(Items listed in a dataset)
# # # # # # #

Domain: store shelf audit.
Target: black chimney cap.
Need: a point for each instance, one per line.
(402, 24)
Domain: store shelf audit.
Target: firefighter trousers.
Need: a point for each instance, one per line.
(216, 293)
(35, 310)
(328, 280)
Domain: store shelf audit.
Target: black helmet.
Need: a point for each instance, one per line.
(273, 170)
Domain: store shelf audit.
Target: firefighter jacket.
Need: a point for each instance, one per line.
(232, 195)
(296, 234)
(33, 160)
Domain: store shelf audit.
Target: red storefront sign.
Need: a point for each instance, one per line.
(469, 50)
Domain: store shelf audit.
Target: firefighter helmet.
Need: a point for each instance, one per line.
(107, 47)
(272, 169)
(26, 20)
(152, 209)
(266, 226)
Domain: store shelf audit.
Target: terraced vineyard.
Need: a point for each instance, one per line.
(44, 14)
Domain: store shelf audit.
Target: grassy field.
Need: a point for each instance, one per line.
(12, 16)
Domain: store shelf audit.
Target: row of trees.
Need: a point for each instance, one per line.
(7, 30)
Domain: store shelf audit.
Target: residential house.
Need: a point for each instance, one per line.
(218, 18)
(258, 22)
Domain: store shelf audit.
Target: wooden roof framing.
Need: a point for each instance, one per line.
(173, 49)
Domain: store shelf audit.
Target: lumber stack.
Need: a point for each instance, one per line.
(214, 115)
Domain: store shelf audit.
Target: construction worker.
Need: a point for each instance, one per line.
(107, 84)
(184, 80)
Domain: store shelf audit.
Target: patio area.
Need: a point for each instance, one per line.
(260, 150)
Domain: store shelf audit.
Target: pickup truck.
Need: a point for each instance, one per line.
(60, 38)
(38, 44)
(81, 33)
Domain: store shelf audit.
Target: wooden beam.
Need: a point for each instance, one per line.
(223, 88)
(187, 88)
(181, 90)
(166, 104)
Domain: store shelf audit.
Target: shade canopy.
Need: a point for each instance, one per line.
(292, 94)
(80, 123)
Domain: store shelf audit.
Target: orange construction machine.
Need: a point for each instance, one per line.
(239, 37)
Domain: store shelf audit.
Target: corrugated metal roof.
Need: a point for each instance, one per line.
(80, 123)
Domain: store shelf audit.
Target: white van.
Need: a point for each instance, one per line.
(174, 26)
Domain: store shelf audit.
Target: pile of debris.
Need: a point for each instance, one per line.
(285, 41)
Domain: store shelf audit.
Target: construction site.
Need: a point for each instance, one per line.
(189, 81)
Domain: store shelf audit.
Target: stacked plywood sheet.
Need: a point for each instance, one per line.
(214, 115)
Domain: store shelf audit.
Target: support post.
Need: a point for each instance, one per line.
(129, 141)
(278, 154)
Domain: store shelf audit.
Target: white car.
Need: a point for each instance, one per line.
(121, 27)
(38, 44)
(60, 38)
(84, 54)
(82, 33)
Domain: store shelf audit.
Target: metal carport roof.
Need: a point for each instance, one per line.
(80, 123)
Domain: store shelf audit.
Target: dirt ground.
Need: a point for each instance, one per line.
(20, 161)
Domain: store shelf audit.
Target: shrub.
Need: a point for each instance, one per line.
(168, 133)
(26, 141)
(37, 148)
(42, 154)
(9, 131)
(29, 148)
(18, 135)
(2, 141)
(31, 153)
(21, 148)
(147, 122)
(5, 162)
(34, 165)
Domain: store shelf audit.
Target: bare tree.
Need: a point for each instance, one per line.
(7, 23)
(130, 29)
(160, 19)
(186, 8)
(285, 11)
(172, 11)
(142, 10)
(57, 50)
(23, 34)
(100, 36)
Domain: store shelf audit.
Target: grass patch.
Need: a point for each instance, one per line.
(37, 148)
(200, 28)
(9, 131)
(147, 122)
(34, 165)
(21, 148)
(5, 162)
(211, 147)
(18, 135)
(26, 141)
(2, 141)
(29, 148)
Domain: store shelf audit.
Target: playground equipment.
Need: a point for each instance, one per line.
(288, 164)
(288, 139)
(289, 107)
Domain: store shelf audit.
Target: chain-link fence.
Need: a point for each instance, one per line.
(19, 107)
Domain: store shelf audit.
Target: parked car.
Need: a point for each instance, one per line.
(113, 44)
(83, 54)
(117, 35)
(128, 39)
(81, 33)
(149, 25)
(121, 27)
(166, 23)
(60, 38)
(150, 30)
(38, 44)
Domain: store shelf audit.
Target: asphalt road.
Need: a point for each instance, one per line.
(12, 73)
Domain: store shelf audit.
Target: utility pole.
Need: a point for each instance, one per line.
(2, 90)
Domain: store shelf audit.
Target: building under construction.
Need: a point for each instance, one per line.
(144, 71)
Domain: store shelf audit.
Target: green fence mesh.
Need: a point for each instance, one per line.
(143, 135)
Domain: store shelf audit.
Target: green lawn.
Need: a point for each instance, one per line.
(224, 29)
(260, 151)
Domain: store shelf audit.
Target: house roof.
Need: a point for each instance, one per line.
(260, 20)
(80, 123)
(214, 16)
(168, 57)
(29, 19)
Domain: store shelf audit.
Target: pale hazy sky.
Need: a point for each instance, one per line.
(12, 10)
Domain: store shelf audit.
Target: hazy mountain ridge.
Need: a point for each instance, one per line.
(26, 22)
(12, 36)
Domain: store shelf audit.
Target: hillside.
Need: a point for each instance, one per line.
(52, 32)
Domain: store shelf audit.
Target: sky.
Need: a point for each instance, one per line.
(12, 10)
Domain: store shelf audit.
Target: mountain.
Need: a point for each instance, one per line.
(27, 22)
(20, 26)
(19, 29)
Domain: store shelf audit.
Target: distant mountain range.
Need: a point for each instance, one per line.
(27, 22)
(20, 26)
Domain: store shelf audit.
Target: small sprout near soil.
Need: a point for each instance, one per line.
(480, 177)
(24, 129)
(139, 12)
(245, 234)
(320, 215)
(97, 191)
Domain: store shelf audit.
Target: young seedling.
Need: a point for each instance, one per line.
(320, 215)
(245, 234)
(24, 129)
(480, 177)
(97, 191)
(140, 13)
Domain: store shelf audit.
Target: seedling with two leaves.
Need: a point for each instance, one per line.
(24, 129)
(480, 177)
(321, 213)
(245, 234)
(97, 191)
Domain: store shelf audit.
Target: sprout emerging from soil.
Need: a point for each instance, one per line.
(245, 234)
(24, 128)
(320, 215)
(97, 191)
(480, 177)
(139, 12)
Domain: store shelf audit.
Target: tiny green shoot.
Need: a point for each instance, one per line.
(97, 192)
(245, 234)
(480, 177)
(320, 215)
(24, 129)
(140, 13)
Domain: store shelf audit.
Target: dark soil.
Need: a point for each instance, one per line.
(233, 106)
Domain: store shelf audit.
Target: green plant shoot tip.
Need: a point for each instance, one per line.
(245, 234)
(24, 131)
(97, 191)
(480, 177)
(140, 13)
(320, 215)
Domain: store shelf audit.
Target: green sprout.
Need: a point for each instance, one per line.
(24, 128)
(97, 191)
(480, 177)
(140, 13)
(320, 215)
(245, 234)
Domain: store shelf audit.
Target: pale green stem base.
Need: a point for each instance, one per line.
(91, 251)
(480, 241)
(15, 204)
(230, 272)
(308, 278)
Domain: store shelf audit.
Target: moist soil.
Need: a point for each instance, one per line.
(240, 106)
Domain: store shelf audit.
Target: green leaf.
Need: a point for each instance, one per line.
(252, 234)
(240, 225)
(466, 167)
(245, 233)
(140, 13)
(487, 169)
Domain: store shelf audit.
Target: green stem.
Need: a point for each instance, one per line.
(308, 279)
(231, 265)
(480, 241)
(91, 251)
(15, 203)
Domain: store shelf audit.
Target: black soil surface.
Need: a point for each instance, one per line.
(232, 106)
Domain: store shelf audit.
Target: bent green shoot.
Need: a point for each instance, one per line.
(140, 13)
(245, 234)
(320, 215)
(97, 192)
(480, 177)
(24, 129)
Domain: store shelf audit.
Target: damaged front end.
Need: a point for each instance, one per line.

# # # # # # #

## Problem to solve
Where the word "soil" occurs in a line of the records, copy that line.

## Result
Target: small sprout near soil.
Target: sprout emerging from soil.
Target: dark soil.
Target: moist soil.
Target: black soil surface.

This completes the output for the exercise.